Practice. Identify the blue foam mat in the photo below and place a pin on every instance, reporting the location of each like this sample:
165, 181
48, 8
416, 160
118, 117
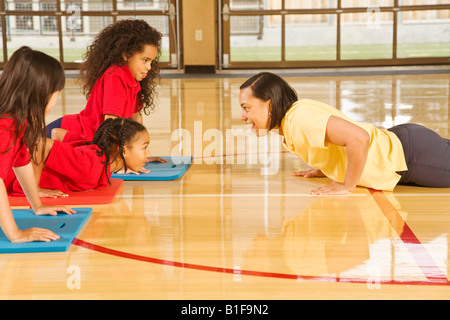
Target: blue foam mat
173, 169
64, 225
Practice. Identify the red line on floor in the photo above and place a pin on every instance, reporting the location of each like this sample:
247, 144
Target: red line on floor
126, 255
426, 263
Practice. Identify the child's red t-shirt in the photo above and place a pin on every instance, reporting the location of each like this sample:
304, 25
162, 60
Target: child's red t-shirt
70, 167
115, 93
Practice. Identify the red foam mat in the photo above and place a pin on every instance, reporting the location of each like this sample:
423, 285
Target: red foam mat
91, 197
------------------------------------------------------------
▶ _Task requirements_: Output everything in the records above word for word, but not the pictures.

▶ _Answer box_:
Practice. Identify the blue foam mat in the photo below and place a pin on every instance, reporting the location of each like this sample:
165, 181
48, 8
416, 160
118, 117
Target: blue foam mat
173, 169
64, 225
Practice. Identify the red line on floor in the photo above and place a pin on every instance, reporting the location of each like this sample:
247, 144
Target: red line on floor
126, 255
426, 263
Practice. Identify the child's red t-shirt in the photo above and place a pin on every instance, reporting the location of each like this sample:
304, 25
162, 60
Target: child's red t-shirt
70, 167
115, 93
Practice. Identify the red foam mat in the photo above and place a pin on every instance, reporting the location of each like this sample:
423, 285
Target: red foam mat
91, 197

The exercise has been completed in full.